Could you quote, exactly as they stand, the lines running from the one with "tree foliage, pixel" to the final line of the material?

-- Material to process start --

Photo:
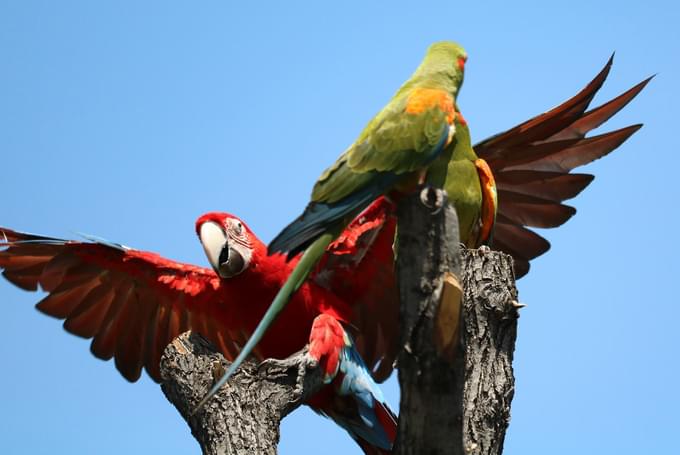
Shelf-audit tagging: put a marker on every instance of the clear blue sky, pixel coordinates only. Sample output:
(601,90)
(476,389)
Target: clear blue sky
(128,121)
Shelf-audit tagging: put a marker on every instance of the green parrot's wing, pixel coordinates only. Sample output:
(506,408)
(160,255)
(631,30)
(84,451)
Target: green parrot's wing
(532,163)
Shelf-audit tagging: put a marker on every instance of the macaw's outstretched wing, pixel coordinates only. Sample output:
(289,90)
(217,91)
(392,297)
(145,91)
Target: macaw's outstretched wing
(358,267)
(532,163)
(132,303)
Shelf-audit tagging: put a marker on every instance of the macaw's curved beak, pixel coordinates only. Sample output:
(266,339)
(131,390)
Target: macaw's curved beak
(231,262)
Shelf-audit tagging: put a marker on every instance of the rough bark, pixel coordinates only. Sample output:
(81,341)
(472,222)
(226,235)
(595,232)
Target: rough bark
(455,399)
(244,417)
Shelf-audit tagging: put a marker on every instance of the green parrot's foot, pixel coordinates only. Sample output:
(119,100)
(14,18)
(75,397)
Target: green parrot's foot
(433,198)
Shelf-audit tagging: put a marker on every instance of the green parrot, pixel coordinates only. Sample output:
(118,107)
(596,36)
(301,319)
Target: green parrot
(394,151)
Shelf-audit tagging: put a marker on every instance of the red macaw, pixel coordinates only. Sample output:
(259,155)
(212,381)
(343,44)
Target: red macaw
(133,303)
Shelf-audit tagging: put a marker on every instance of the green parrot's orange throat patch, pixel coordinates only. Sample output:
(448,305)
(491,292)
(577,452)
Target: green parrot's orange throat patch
(423,99)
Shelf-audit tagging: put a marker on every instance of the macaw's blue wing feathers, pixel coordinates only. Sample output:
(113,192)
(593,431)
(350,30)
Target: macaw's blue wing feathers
(376,424)
(357,403)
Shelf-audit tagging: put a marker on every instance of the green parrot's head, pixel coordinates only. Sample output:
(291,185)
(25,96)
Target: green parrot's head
(444,65)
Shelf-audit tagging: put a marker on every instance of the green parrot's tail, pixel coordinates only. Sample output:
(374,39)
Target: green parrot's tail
(294,281)
(319,218)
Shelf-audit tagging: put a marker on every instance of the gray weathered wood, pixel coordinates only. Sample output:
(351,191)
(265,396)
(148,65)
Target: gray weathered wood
(458,403)
(244,417)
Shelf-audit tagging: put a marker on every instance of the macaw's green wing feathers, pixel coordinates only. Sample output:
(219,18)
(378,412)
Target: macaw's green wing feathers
(532,163)
(294,281)
(320,217)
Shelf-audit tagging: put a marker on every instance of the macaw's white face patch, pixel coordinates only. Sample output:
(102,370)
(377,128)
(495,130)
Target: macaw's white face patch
(213,240)
(228,248)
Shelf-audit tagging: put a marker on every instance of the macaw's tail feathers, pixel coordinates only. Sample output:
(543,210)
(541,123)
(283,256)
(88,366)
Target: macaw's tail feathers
(320,217)
(353,400)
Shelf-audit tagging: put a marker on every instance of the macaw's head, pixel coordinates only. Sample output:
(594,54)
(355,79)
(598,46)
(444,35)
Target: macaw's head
(229,244)
(444,63)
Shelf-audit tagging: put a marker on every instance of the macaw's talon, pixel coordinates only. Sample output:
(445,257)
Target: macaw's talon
(484,249)
(433,198)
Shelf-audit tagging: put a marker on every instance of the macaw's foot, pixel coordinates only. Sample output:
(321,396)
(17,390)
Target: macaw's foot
(433,198)
(302,370)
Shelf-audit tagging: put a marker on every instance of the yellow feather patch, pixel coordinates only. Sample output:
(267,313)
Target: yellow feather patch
(422,99)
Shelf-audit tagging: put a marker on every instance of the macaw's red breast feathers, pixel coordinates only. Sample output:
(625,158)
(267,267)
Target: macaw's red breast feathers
(358,267)
(132,303)
(532,163)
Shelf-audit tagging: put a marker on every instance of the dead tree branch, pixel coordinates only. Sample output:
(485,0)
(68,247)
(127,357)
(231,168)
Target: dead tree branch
(244,417)
(455,370)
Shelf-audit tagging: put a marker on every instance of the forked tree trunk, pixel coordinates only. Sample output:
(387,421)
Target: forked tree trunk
(459,322)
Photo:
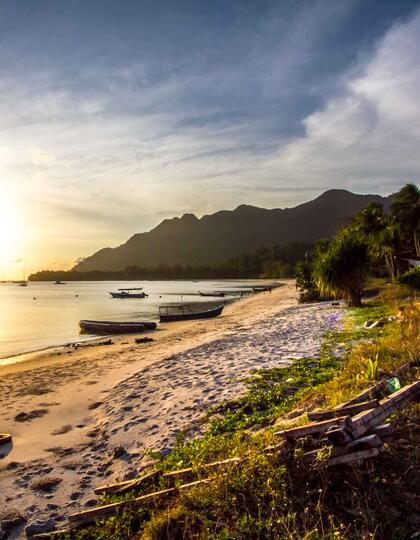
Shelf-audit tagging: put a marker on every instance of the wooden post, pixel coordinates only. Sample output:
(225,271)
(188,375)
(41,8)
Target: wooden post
(313,428)
(343,410)
(364,421)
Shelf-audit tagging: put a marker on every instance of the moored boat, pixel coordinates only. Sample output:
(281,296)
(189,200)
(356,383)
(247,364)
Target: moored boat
(184,312)
(217,294)
(129,293)
(116,327)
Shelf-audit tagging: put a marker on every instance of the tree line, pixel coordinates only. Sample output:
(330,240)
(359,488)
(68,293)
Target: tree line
(276,262)
(373,244)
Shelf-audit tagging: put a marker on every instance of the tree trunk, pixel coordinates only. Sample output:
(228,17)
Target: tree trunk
(416,244)
(354,299)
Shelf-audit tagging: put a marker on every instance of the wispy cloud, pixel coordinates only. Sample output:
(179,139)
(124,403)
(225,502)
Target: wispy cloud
(267,106)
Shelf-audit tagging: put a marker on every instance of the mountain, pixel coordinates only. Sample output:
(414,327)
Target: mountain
(215,238)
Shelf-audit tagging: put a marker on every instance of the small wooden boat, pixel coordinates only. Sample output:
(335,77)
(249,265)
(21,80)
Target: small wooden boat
(184,312)
(217,294)
(116,327)
(262,288)
(128,293)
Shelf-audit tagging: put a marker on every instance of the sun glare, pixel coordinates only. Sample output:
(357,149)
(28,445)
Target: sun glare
(10,236)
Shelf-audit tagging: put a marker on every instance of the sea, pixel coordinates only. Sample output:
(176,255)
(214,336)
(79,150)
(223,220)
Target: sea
(44,315)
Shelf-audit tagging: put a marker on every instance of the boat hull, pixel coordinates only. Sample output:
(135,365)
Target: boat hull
(123,295)
(209,314)
(115,327)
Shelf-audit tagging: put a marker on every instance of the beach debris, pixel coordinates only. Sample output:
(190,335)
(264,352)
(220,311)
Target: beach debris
(119,451)
(345,439)
(26,417)
(143,340)
(38,526)
(9,519)
(5,438)
(343,409)
(46,484)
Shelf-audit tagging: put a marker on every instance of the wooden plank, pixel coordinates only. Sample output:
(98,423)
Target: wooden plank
(313,428)
(364,443)
(120,487)
(354,456)
(364,421)
(339,436)
(190,471)
(384,430)
(101,512)
(343,410)
(364,395)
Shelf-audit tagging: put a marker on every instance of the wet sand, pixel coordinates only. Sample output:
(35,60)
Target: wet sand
(69,409)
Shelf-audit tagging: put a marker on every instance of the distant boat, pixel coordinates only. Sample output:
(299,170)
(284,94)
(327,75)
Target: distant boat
(127,293)
(262,288)
(116,327)
(184,312)
(218,294)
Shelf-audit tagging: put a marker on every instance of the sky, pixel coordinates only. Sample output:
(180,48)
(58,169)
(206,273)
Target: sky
(117,115)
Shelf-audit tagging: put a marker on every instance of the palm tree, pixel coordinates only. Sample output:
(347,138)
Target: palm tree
(389,247)
(405,212)
(342,270)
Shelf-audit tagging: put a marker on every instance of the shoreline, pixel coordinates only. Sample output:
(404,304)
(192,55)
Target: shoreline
(137,397)
(54,348)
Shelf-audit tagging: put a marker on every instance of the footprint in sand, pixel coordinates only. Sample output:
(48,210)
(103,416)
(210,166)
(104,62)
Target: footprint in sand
(27,417)
(62,430)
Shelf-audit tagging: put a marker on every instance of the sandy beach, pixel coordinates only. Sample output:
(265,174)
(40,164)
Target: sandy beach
(69,409)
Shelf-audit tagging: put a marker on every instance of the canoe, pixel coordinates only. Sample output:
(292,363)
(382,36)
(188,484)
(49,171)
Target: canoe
(115,327)
(262,289)
(218,294)
(185,313)
(123,294)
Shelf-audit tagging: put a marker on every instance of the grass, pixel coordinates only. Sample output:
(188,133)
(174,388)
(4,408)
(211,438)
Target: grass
(275,498)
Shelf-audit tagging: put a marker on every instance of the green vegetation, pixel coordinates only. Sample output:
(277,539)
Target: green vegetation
(342,270)
(272,497)
(411,278)
(374,243)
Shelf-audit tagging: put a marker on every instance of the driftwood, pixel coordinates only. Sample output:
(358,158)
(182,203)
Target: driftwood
(354,456)
(5,438)
(383,431)
(121,487)
(342,410)
(364,421)
(364,443)
(369,393)
(313,428)
(101,512)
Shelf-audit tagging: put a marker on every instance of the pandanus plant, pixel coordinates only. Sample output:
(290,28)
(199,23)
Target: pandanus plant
(342,270)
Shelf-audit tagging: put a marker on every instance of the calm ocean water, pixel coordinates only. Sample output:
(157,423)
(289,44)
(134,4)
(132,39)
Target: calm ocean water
(44,315)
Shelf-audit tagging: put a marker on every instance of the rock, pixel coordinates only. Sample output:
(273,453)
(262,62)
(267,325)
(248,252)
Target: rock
(38,527)
(119,451)
(46,484)
(129,475)
(9,519)
(143,340)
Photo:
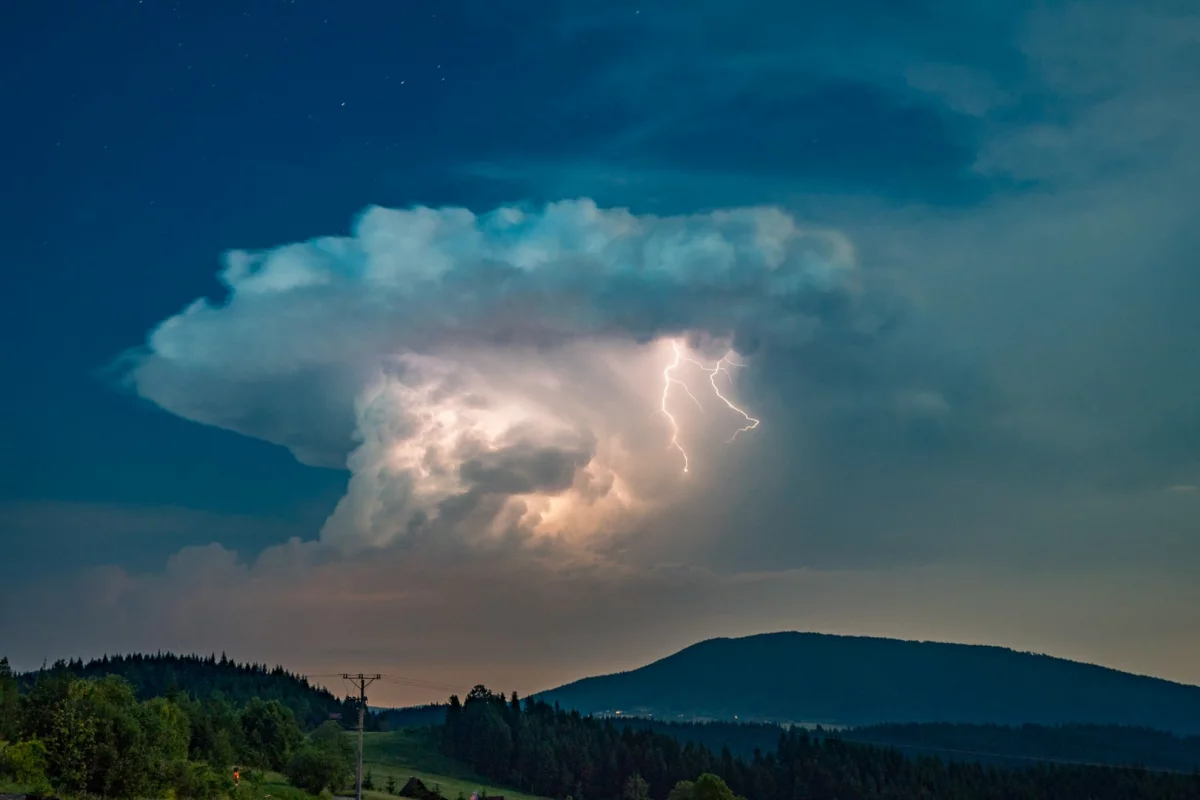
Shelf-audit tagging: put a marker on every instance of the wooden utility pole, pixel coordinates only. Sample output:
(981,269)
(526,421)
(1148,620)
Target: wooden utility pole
(361,681)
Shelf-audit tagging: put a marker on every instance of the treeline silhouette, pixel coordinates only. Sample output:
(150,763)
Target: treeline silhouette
(165,674)
(987,744)
(557,753)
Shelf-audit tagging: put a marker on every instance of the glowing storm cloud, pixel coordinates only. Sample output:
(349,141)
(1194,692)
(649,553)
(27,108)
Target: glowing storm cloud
(497,373)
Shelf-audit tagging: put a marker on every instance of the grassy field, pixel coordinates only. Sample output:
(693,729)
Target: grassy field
(409,753)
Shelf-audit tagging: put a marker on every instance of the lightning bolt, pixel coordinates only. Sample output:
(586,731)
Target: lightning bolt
(669,379)
(666,390)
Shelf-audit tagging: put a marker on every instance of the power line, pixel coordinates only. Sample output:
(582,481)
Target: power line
(363,681)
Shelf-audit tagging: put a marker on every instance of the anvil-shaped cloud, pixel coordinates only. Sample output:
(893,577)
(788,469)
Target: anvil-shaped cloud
(495,374)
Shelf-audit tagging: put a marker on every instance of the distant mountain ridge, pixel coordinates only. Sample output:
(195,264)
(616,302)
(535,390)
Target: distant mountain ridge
(843,680)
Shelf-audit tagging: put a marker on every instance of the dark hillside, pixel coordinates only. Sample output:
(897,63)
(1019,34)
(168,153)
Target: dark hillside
(840,680)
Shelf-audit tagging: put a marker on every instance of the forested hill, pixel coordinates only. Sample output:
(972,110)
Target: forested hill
(555,753)
(202,677)
(840,680)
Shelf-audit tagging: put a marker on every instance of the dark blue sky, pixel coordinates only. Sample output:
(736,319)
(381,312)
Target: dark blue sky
(154,136)
(1014,179)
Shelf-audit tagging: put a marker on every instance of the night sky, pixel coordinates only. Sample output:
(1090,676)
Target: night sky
(954,246)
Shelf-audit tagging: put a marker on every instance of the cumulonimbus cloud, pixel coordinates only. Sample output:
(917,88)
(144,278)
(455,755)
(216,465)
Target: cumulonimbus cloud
(498,372)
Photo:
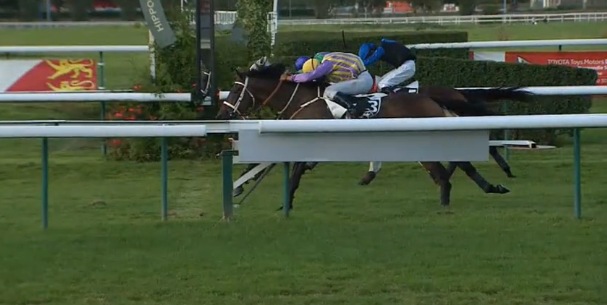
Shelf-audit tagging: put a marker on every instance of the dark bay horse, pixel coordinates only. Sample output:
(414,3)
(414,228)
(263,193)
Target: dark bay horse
(478,98)
(264,87)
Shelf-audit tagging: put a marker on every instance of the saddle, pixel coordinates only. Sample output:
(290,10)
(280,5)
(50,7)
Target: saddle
(411,88)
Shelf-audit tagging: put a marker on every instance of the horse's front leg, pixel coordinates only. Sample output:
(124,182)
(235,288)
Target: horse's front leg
(501,161)
(480,180)
(441,177)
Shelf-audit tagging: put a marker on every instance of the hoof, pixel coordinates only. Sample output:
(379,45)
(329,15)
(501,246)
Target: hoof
(238,191)
(366,180)
(502,189)
(282,208)
(310,165)
(498,189)
(446,210)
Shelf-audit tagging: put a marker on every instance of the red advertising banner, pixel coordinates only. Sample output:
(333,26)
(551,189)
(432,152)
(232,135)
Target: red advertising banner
(589,60)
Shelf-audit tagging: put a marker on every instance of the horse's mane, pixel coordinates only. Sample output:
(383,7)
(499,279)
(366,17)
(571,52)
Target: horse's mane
(273,71)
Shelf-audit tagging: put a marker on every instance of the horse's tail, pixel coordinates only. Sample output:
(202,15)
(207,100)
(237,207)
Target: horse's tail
(495,94)
(463,108)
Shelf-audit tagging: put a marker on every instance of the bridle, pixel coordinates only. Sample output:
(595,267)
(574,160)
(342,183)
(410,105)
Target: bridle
(234,108)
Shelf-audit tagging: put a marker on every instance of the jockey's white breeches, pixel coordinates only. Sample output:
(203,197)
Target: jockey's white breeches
(398,75)
(360,85)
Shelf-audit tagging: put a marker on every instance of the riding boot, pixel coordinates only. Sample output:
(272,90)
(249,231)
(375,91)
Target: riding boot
(344,101)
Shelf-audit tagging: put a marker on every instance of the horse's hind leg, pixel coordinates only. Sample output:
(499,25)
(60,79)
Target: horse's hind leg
(501,161)
(451,169)
(487,187)
(440,174)
(374,168)
(239,190)
(299,168)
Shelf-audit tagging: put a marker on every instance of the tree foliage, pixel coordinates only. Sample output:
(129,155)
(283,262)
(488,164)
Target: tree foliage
(252,16)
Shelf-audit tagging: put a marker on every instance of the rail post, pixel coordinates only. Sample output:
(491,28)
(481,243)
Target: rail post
(286,185)
(577,174)
(101,86)
(164,178)
(227,158)
(506,134)
(44,183)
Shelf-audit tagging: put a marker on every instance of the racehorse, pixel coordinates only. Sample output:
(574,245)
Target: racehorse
(478,97)
(264,87)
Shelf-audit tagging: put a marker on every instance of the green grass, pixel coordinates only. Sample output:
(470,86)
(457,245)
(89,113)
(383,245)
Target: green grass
(344,244)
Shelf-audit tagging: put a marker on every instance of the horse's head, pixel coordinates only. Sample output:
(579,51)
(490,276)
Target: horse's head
(261,63)
(251,90)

-- Material to process end --

**Task output:**
Shelf-audit tagging: put a marker on every instance of the tree foliage, pixel coordinates only. Sample output:
(129,155)
(283,262)
(488,164)
Target: tree foliage
(252,16)
Shelf-audit tagging: put a marker on every instance of the rail post, pixel coordinates only. Sample output:
(491,28)
(481,243)
Target: rail post
(286,185)
(577,174)
(101,86)
(164,178)
(227,158)
(506,134)
(44,183)
Shelf-audit tagging: put a marker on every instance of the racehorse, pixel coordinates only. Sample output:
(574,245)
Target: racehorse
(478,97)
(264,87)
Shelf-audit tagging: put a marker on every instance of the green grass, pixel coordinates only. Sample output:
(470,86)
(457,245)
(89,113)
(383,245)
Target: green grass
(344,244)
Shelf-audit tagging: put a marker on every instance of the horse's head, pixel coordinates only. Sample output:
(579,51)
(490,276)
Target: horse's head
(261,63)
(251,90)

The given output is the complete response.